--- About this exercise ---
Determine how many lines in the records hold "target", then give that number by itself.

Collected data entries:
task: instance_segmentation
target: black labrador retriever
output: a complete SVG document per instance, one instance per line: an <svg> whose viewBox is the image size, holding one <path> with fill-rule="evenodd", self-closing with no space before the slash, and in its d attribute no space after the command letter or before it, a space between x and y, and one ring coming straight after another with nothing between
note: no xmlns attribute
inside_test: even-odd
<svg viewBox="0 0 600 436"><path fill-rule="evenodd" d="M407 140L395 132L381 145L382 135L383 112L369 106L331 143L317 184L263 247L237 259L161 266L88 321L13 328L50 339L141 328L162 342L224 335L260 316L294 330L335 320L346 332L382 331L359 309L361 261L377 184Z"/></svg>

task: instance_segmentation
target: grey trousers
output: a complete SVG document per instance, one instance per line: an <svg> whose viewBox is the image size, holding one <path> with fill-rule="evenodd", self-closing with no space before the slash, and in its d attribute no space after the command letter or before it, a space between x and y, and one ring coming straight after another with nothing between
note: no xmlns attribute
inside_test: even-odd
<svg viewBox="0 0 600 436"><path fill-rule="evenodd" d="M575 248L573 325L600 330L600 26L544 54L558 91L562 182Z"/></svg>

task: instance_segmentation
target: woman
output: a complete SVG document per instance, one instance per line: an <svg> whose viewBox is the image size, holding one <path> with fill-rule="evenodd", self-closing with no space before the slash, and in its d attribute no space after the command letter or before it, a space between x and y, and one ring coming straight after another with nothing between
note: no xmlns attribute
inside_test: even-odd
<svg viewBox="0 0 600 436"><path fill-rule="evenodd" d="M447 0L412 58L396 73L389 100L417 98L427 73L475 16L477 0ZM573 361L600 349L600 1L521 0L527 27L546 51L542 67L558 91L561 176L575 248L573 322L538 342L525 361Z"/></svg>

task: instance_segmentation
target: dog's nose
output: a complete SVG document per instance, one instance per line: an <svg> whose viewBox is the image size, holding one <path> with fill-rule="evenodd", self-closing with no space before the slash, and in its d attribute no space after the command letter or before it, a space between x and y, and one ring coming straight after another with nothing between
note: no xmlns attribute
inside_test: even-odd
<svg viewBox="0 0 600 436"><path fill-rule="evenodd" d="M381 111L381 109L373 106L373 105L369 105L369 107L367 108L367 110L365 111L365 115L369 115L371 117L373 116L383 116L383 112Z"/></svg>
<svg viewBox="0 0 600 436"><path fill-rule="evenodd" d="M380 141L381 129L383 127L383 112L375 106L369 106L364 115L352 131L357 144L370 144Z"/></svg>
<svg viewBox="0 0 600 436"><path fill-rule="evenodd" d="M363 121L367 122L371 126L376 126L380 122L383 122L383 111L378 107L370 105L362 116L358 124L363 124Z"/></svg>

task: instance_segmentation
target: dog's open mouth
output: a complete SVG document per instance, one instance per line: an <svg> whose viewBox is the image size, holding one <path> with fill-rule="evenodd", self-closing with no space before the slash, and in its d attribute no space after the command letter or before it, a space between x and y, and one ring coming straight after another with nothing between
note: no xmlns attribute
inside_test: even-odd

--- Answer to the problem ---
5